** Opening AVAILABLE DATA block **

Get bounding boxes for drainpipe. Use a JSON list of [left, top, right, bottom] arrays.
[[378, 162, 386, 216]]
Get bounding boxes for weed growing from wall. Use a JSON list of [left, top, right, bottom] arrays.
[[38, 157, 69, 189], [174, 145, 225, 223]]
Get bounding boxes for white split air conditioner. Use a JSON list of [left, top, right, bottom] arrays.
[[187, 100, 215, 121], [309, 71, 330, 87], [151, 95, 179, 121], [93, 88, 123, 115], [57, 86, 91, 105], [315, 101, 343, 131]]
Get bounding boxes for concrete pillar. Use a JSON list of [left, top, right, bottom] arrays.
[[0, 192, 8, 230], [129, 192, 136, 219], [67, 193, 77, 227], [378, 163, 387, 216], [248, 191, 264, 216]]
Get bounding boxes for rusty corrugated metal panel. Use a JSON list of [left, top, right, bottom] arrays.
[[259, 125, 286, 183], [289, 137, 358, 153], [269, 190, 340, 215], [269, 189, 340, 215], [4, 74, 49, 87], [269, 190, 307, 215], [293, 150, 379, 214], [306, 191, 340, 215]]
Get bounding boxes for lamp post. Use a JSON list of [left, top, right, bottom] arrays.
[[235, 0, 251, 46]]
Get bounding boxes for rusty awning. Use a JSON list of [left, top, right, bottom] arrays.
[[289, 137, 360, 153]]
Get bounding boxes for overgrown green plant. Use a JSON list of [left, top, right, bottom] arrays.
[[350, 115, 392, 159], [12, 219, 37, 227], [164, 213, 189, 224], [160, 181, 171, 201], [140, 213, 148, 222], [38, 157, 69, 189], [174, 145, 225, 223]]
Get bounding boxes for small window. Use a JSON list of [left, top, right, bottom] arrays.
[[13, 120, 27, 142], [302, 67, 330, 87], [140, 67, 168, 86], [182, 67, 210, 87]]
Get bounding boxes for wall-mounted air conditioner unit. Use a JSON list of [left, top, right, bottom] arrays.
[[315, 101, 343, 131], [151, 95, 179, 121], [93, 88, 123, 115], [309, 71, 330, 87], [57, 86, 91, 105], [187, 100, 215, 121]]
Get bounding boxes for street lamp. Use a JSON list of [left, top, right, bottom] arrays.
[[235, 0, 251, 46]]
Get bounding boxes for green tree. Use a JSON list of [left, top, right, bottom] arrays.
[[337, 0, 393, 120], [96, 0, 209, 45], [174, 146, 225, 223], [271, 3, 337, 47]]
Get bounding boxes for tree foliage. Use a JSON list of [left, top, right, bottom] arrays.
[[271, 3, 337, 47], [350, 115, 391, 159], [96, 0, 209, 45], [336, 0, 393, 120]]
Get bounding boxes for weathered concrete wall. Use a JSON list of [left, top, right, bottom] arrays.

** Closing AVAILABLE DATA block **

# EXERCISE DIRECTIONS:
What you return must be the entries, given again word for word.

# RESPONSE AREA:
Get bounding boxes for drainpipe. Use a JSON list of [left, top, right, bottom] arrays.
[[378, 162, 386, 216]]
Get bounding boxes for weed growing from wall. Use a JSON list of [left, top, right, bottom] arrays.
[[38, 157, 69, 189], [174, 145, 225, 223]]
Get bounding boxes for white split air conditioner. Use a JSON list of [left, top, right, bottom] arrays.
[[187, 100, 215, 121], [309, 71, 330, 87], [151, 95, 179, 121], [93, 88, 123, 115], [57, 86, 91, 105], [315, 101, 343, 131]]
Get bounding boxes for concrete pillar. Use a JSON list of [left, top, right, bottom] arrays.
[[0, 192, 8, 230], [129, 192, 136, 219], [67, 193, 77, 227], [378, 163, 387, 216], [248, 191, 264, 216]]
Get bounding boxes for rusty corrugated metal panel. Use a JSON list of [left, top, right, bottom] arrays.
[[259, 125, 286, 183], [289, 137, 358, 153], [269, 190, 340, 215], [269, 189, 340, 215], [4, 74, 49, 87], [269, 190, 307, 215], [293, 150, 379, 214], [306, 191, 340, 215]]
Get bounding boxes for lamp post. Use a JSON list of [left, top, right, bottom] arrays.
[[235, 0, 251, 46]]
Get bounding boxes for rusty awning. Use a JSON list of [left, top, right, bottom] arrays.
[[289, 137, 360, 153]]
Get bounding boxes for overgrown green plant. Use a JSON list of [left, top, right, bottom] arrays.
[[350, 115, 392, 159], [12, 219, 37, 227], [164, 213, 189, 224], [160, 181, 171, 201], [140, 213, 148, 222], [38, 157, 69, 189], [174, 145, 225, 223]]
Get bounding boxes for small window. Use a JSON list of [left, top, right, bottom] arrays.
[[13, 120, 27, 142], [302, 67, 330, 87], [140, 67, 168, 86], [182, 67, 210, 87]]
Get bounding boxes for wall-mounted air conditioner unit. Use a JSON list of [left, top, right, bottom] arrays.
[[315, 101, 343, 131], [151, 95, 179, 121], [93, 88, 123, 115], [309, 71, 330, 87], [57, 86, 91, 105], [187, 100, 215, 121]]
Get bounding boxes for street lamp. Use a JSON list of [left, top, right, bottom] arrays.
[[235, 0, 251, 46]]
Get bounding boxes for green tree. Use a JSON list of [left, top, right, bottom] arrays.
[[337, 0, 393, 120], [96, 0, 209, 45], [174, 146, 225, 223], [271, 3, 337, 47]]
Get bounding boxes for tree foliage. Use a JSON list of [left, top, right, bottom] arrays.
[[271, 3, 337, 47], [350, 115, 391, 159], [96, 0, 209, 45], [336, 0, 393, 120]]
Get bounding boxes for weathered concrete wall. Use a JSON list of [left, top, right, bottom] arrays.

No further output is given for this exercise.